Please return the lines below verbatim, beginning at the one that has "Point | tag one point per instance of the man's hand" and stopping after the one that has "Point | tag one point per instance of the distant hill", and add no other lines.

━━━ MATERIAL FOR THE TASK

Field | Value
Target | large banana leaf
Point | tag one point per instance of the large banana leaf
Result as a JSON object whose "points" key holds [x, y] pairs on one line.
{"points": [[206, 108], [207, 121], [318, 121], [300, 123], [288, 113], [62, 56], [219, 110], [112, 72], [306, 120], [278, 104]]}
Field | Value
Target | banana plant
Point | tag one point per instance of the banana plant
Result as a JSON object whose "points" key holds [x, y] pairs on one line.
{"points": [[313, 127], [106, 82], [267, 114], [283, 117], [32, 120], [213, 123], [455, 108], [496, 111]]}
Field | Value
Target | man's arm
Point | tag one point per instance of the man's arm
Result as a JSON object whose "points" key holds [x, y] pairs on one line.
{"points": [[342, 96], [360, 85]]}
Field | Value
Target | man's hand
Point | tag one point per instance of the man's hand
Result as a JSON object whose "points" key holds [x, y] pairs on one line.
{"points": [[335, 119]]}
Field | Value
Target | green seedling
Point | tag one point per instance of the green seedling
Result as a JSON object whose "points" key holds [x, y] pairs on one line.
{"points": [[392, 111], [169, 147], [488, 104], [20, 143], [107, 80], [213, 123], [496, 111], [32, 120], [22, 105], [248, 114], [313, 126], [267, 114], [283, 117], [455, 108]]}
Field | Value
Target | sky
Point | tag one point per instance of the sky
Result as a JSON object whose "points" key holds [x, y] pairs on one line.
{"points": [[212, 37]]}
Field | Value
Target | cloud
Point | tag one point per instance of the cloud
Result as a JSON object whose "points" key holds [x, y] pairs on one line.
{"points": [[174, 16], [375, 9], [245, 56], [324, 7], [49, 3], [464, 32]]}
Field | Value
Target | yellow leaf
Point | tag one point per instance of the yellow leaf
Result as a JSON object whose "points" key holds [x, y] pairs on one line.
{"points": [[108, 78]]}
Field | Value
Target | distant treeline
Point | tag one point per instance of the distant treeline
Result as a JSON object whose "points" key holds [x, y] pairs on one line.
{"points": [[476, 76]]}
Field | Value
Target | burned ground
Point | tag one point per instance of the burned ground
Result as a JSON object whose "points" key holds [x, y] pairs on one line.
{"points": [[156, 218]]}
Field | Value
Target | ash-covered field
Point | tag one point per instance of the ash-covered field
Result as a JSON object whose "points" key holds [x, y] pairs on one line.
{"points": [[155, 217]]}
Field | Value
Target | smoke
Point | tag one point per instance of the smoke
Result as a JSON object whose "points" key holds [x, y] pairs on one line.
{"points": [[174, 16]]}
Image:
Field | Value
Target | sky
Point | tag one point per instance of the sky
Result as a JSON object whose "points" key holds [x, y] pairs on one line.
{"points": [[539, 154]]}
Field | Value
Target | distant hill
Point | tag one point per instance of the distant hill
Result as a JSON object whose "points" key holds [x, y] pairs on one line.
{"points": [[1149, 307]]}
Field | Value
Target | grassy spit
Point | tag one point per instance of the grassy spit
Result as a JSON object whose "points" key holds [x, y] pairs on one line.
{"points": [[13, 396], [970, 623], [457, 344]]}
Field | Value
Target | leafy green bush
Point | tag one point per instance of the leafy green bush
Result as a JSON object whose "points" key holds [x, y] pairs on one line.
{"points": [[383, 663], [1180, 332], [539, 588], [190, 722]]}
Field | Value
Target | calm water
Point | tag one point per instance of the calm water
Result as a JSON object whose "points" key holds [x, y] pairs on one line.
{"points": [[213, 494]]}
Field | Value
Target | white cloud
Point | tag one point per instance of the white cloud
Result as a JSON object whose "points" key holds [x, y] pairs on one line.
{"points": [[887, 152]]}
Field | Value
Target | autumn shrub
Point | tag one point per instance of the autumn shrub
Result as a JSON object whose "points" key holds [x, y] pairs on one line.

━━━━━━

- _RESPONSE AREA_
Point | tag one point per instance of the man's hand
Result as a JSON object whose "points" key holds [x, y] pairs on one line.
{"points": [[335, 119]]}
Field | Value
Target | green seedling
Point | tag one point per instance of the green seedling
Result as a JSON object whose "points" key holds [x, y] pairs on one line.
{"points": [[392, 111], [169, 147], [488, 104], [20, 143], [107, 80], [213, 123], [496, 111], [32, 120], [22, 105], [248, 114], [313, 126], [267, 114], [283, 117], [455, 108]]}
Field | Value
Target | sky
Point | tag one point per instance of the sky
Result as a JSON object whose "points" key holds [x, y] pairs on one line.
{"points": [[212, 37]]}
Field | Value
Target | cloud
Point | tag one point per instance of the cloud
Result as a JSON object whose "points" key holds [x, y] pairs on one line.
{"points": [[174, 16], [375, 9], [245, 56], [324, 7], [49, 3], [464, 32]]}
Field | Value
Target | yellow leaf
Point | tag one point per instance of the yellow leaf
Result as a JSON object whose "points" key holds [x, y] pairs on one line.
{"points": [[108, 78]]}
Field | Value
Target | distant treeline
Point | tag one point per instance of the distant treeline
Result as a JSON object whose "points" key holds [x, y] pairs on one line.
{"points": [[476, 76]]}
Field | Value
Target | burned ground
Point | tag one point per instance of the burned ground
Result as a JSON object whose "points" key holds [x, y] pairs on one line.
{"points": [[156, 218]]}
Field | Value
Target | ash-covered field
Point | tag one point per instance of the ash-covered field
Result as a JSON object whose "points" key holds [x, y] pairs on one line.
{"points": [[155, 217]]}
Field | Value
Target | smoke
Point | tag one point per instance of the smoke
Result as a JSON object whose "points" key holds [x, y] pairs on one line.
{"points": [[174, 16]]}
Image:
Field | Value
Target | sky
Point | tag one point per instance of the sky
Result as a JSON object whose "points" key holds [x, y] pairs on one line.
{"points": [[539, 154]]}
Field | Value
Target | distant hill
Point | tag one point per instance of the distant hill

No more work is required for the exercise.